▶ PASSAGE:
-*-*-

N-triple size from Andy Seaborne on 2024-01-26 (public-rdf-star-wg@w3.org from January 2024)

From: Andy Seaborne <andy@apache.org>
Date: Fri, 26 Jan 2024 11:17:44 +0000
To: Thomas Lörtsch <tl@rat.io>
Cc: RDF-star Working Group <public-rdf-star-wg@w3.org>
Message-ID: <acb0f2c3-56b6-494d-ab1c-38be05586471@apache.org>

On 25/01/2024 14:29, Thomas Lörtsch wrote:
> 
> 
>> On 25. Jan 2024, at 14:42, Andy Seaborne <andy@apache.org> wrote:
>>
>>
>>
>> On 25/01/2024 12:27, Thomas Lörtsch wrote:
>>>> On 25. Jan 2024, at 12:22, Peter F. Patel-Schneider <pfpschneider@gmail.com> wrote:
>>>> On 1/25/24 06:08, Andy Seaborne wrote:
>>>>>> But what does it *mean*? Optimizations should only be applied after we know that it means what we want it to mean.
>>>>> Agreed.
>>>>> We can start with our goals. "bloat" has been used in two senses : "visual bloat" and "size bloat".
>>> You’re forgetting "term bloat"…
>>>>> Is the WG addressing the size bloat issue?
>>> IMO it can’t be addressed in N-Triples, as N-Triples is per definition a strictly triple-based serialization, with pretty atomic terms
>>
>> A bit more complicated than that, especially for annotation usage.
>>
>> Both in-memory and persistent storage system largely share RDF terms that occur more than once in a graph, either as pointers or "node ids" which is at most 16 bytes, often 8. The term is not the whole of the strings and "rdf:subject" does not need to be repeated use of <http://www.w3.org/1999/02/22-rdf-syntax-ns#subject>.
>>
>> The new term can be about the size of whatever a triple is which, with existing approaches of term dictionaries and compression, is quite small.

-*-*-

▶ DATA SECTION:
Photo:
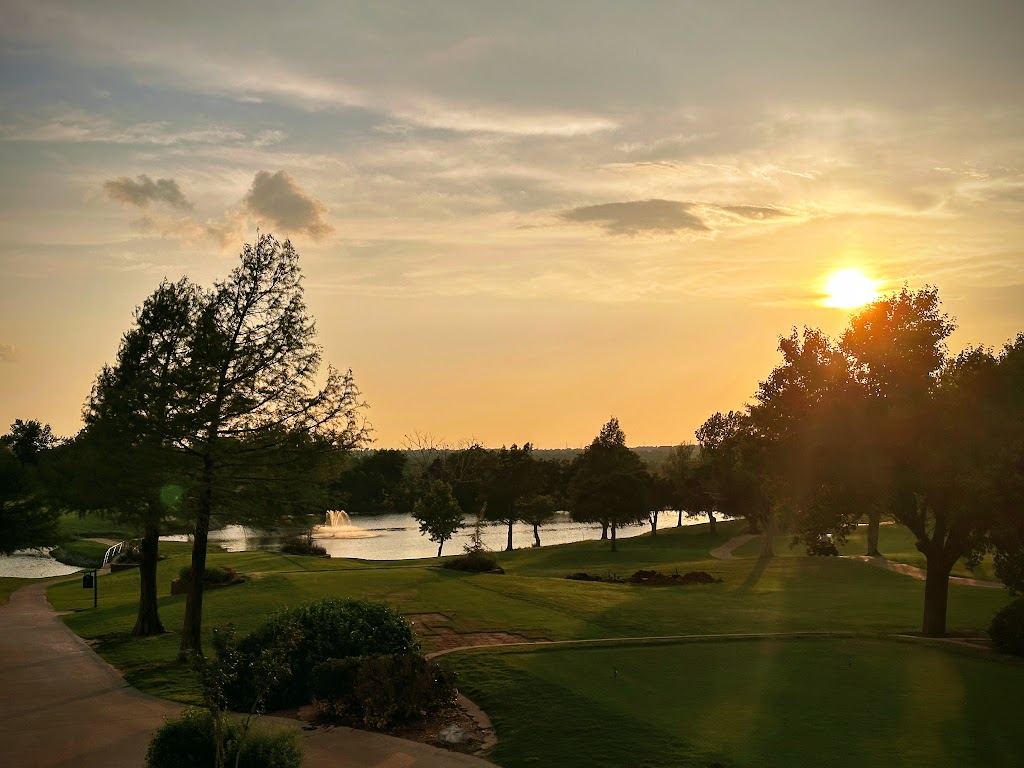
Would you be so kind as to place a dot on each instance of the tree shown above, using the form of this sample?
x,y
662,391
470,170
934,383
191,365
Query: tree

-*-*-

▶ STATED GOAL 1:
List every kind of "bloat" named in the email thread on N-Triples size.
▶ STATED GOAL 2:
According to the email thread on N-Triples size, how large is a pointer or "node id" used by storage systems to share repeated RDF terms?
▶ STATED GOAL 3:
Extend the email thread on N-Triples size beyond its final sentence.
The listing is separate material from the email thread on N-Triples size.

▶ FINAL ANSWER 1:
visual bloat, size bloat, term bloat

▶ FINAL ANSWER 2:
It is at most 16 bytes, often 8.

▶ FINAL ANSWER 3:
> 
> The topic was serialization to N-Triples, because that is argued to be a very important aspect because of machine readability, steram reasoning, etc. You now answer with aspects of storage, but that is completely orthogonal.

The size bloat issue is about number of triples. Point 2.

N-triples files exist for a purpose - to publish data in an easy to 
consume machine readable format. The receiver stores the data in a 
triple store so they don't have to parse it every time they want to use 
the data.

On N-triples format:

I don't know what "term bloat" is specifically referring but may the 
size of the descriptor term.

Compare like-for-like:

Yes, there is a large term in the document. (You can argue it's 3 terms 
in one term slot because it is a compound.)

The rdf:occurenceOf triple is one triple.

It replaces 3 triples in the "syntax" proposal and 4 in the "syntax+" 
proposal. 3 terms vs 9/13 terms used.

In terms of byte size, it is smaller than total bytes of the three 
reification triples - the URI for rdf:subject etc isn't written in the file.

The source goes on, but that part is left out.